#### INFORMATION PROVIDED ####

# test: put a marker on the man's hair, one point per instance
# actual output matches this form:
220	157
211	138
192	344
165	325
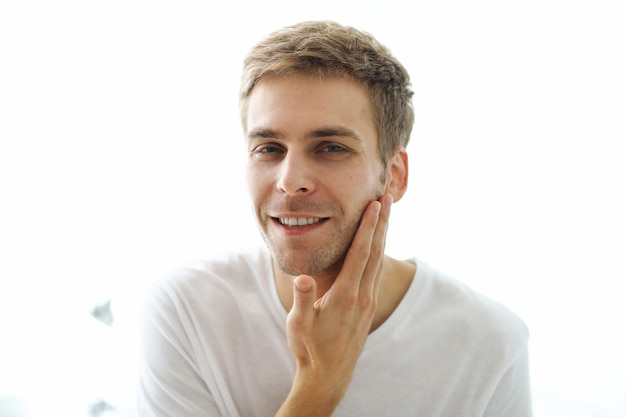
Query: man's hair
326	48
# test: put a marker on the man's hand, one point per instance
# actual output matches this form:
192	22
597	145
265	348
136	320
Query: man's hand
327	335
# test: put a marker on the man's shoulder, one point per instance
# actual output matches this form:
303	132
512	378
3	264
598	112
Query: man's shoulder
226	271
471	313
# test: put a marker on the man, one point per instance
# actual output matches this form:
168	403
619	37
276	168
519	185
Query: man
322	322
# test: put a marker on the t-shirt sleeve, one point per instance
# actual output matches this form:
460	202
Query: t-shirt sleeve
512	397
170	380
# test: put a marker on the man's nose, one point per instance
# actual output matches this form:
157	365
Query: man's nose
295	175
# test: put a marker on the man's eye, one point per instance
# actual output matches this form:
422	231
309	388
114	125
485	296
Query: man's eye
334	149
269	149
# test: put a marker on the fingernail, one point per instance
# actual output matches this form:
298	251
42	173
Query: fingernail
303	287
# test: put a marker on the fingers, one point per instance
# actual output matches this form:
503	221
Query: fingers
373	268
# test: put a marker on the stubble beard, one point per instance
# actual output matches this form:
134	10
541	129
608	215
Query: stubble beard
326	259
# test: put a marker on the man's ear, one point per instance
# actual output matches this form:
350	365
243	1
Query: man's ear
397	173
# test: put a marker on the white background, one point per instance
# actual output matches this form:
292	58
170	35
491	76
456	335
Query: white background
121	157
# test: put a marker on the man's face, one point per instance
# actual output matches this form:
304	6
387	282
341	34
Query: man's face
313	167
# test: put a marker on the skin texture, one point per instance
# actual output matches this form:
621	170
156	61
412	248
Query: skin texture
313	154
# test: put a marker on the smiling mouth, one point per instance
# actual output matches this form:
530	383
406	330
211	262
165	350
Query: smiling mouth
299	221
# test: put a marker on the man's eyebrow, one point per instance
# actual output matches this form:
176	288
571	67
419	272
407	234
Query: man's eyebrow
325	132
263	133
333	131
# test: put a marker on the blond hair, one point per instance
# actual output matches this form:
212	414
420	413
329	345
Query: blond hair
326	48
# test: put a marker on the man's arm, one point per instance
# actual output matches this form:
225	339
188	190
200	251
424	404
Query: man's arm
327	335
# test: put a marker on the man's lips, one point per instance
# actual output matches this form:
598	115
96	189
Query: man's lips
298	221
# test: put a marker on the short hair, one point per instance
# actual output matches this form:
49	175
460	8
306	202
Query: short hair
327	48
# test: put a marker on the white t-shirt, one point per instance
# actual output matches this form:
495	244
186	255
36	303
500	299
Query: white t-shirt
214	344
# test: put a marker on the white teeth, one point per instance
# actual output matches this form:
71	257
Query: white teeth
297	221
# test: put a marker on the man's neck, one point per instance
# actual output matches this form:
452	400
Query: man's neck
396	279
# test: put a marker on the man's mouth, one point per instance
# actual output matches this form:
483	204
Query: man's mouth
299	221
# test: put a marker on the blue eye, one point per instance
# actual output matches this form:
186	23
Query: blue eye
269	149
334	149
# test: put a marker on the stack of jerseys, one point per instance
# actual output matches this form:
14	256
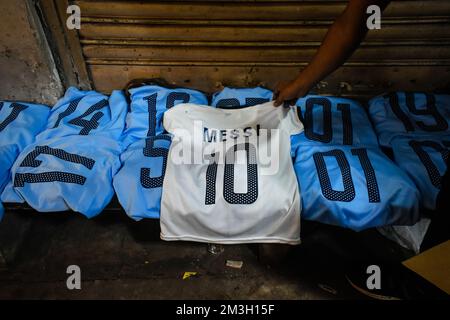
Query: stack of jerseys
344	177
19	124
71	163
416	127
226	187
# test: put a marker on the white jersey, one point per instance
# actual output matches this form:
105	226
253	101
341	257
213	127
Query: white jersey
229	175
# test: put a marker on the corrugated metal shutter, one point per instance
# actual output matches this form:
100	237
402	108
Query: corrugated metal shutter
203	44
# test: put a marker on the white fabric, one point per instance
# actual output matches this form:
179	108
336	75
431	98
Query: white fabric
272	210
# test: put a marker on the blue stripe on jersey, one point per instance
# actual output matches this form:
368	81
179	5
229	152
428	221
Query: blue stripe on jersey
70	173
7	156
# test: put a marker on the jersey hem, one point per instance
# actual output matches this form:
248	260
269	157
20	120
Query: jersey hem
230	241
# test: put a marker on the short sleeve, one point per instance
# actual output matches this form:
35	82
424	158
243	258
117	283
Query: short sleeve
291	122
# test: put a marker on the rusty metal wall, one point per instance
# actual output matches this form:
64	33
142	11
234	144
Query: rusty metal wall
27	70
204	44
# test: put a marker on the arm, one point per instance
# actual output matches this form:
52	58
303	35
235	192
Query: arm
341	40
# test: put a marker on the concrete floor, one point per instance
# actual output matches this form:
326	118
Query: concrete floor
123	259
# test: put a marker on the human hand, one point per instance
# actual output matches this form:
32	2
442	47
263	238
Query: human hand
288	92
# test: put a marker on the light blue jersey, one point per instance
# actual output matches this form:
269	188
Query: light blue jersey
8	155
70	173
333	121
424	160
354	187
86	113
148	104
20	122
139	182
409	114
232	98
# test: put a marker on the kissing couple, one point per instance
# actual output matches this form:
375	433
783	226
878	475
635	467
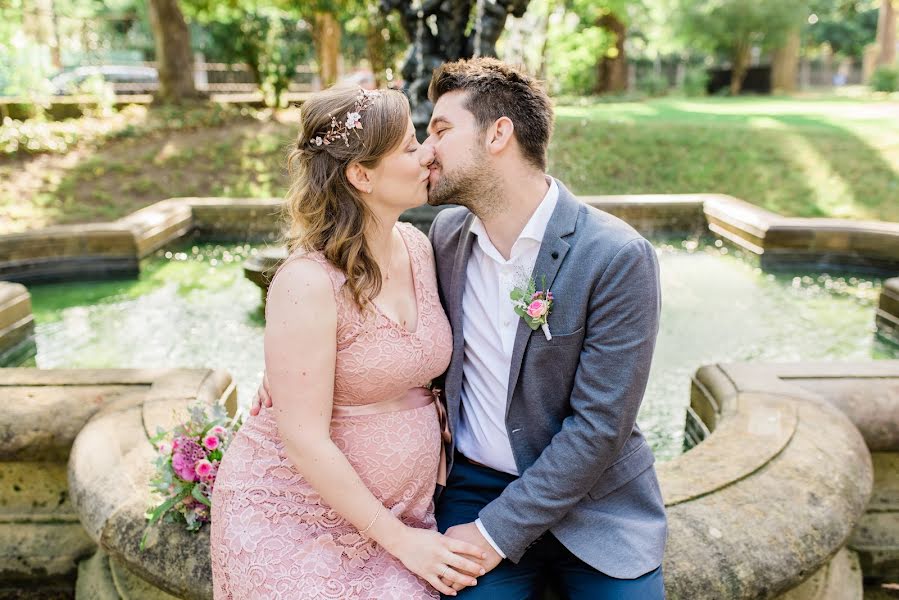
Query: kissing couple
454	414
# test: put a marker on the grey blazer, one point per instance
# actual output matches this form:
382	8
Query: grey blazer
586	471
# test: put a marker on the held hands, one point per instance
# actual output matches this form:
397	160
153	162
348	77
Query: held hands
263	397
439	559
469	532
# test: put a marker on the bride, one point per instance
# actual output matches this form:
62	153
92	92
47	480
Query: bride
330	493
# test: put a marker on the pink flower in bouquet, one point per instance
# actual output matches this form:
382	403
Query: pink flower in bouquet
203	468
537	309
185	458
183	467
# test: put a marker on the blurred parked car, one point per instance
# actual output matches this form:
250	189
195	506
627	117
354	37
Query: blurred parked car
125	79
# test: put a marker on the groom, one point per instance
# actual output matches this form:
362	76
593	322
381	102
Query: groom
548	470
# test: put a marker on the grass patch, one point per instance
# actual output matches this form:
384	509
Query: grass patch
813	158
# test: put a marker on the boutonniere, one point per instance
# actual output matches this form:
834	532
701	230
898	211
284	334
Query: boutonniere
533	306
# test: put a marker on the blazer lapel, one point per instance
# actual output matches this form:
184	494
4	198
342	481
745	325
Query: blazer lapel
549	260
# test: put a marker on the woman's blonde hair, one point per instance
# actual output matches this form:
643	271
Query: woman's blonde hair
325	212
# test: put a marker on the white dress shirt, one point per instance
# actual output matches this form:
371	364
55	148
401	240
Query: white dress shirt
489	325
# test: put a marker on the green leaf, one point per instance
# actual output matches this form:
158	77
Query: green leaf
198	494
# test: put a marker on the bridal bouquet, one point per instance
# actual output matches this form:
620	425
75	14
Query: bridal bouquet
186	465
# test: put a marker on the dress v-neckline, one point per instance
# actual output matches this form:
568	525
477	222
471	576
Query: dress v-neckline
415	287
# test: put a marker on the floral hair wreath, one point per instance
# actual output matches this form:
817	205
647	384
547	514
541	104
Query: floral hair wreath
353	121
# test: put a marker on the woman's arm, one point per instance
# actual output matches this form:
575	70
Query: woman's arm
300	356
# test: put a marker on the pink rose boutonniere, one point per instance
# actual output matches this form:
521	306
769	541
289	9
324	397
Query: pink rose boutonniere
533	306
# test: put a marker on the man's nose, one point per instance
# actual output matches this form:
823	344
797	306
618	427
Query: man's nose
427	154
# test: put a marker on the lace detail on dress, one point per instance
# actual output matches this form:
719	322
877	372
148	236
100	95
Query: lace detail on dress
272	536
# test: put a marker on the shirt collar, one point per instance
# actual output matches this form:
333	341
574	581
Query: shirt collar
536	225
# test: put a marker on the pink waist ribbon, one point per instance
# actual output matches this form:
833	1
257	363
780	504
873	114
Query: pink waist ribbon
413	398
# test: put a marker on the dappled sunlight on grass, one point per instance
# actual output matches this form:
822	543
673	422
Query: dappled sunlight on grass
799	158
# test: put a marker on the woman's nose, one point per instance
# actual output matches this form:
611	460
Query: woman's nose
426	156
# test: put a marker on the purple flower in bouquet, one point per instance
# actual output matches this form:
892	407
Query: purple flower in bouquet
186	466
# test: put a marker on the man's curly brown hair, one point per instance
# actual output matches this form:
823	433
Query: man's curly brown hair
495	89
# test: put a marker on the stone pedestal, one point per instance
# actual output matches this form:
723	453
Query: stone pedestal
16	323
42	538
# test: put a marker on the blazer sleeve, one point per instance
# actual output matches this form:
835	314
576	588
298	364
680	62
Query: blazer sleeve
621	326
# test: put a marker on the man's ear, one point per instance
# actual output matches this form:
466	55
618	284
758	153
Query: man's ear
359	177
499	135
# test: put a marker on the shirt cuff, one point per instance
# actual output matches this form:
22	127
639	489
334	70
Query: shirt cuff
487	537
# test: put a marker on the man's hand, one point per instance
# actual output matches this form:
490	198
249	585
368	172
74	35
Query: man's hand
469	532
263	397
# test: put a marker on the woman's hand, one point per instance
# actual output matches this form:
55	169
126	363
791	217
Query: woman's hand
437	559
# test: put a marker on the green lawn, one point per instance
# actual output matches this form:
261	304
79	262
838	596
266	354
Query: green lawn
835	157
813	158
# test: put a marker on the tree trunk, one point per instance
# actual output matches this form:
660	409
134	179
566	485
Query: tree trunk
174	60
739	67
375	44
886	33
544	48
612	67
785	64
326	36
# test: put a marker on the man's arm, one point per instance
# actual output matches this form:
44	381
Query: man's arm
621	328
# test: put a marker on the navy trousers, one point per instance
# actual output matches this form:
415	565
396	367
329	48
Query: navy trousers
547	564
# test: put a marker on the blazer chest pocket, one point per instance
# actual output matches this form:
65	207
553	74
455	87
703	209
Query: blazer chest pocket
538	339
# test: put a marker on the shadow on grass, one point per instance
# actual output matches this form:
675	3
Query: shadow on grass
764	152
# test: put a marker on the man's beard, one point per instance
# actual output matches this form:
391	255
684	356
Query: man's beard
472	185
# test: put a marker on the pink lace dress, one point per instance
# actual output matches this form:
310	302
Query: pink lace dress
272	535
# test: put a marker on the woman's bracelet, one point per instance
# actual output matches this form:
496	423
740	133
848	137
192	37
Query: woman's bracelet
377	514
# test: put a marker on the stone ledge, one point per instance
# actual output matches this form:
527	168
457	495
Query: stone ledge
787	242
78	252
760	529
651	214
113	452
16	322
159	224
772	494
239	219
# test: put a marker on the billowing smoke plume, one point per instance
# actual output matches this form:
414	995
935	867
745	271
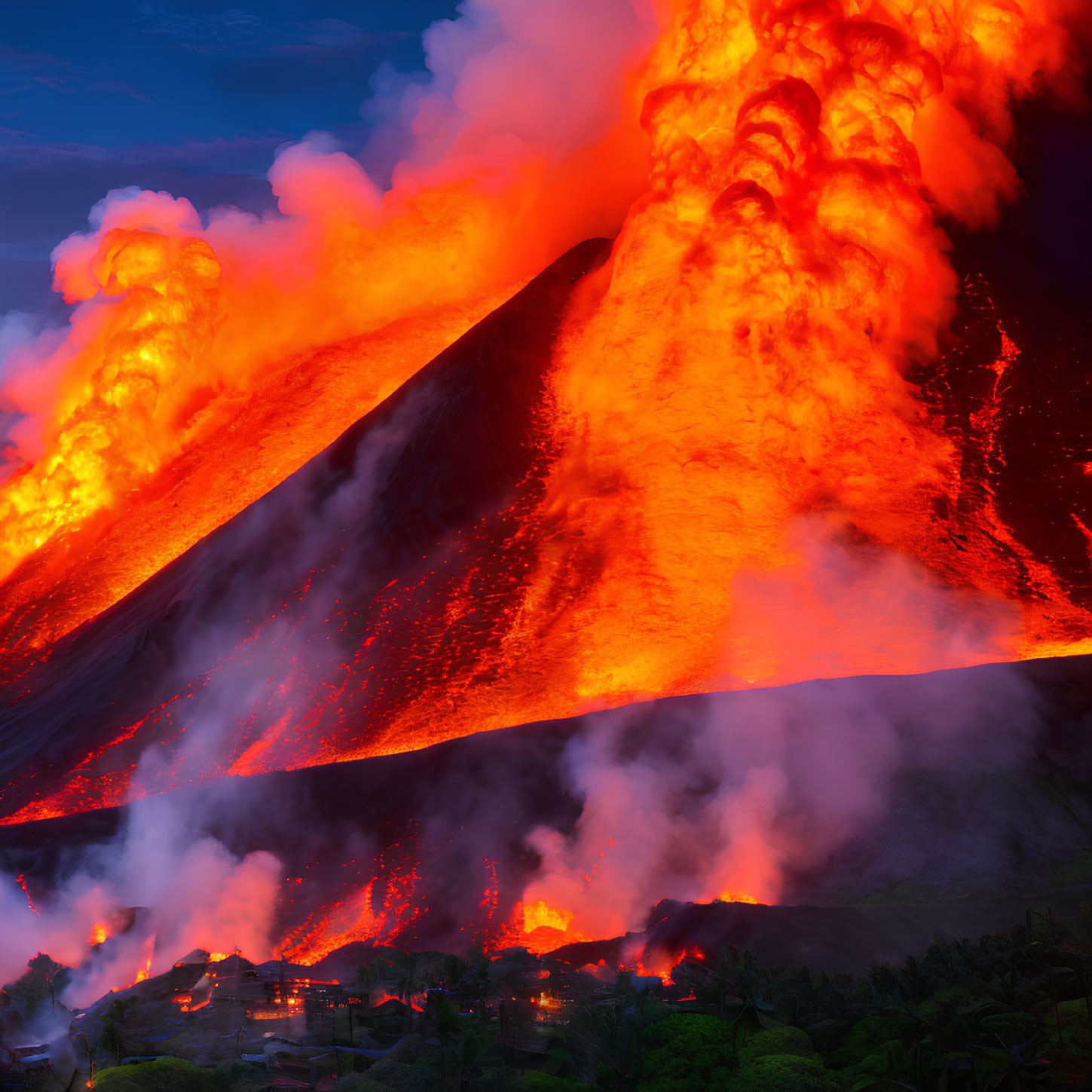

####

TASK STATEMENT:
Which lines above run from the one containing "Query: corrugated metal shutter" to the one containing "# test: put a marker on the arm, one"? Give them again exactly, both ends included.

YOUR RESPONSE:
Query: corrugated metal shutter
203	44
# test: put a marker on the white fabric, one point per instance
# actual output matches this form:
179	108
336	75
431	98
Query: white fabric
272	210
# test: put a marker on the blue stripe on jersey, one point per instance
# actual output matches this form:
368	81
179	5
229	152
428	221
Query: blue stripe on jersey
70	173
7	156
# test: put a marker on the jersey hem, one point per instance
# actual output matches this form:
248	260
269	157
20	120
Query: jersey hem
230	241
# test: put a marker on the short sleeve, one point per instance
# actual output matches this form:
35	82
424	158
243	258
117	283
Query: short sleeve
291	122
# test: put a marker on the rusty metal wall, one point per instance
# actual output matches this form:
64	33
142	11
234	144
Query: rusty metal wall
27	70
204	44
# test: put a marker on the arm, one point per instance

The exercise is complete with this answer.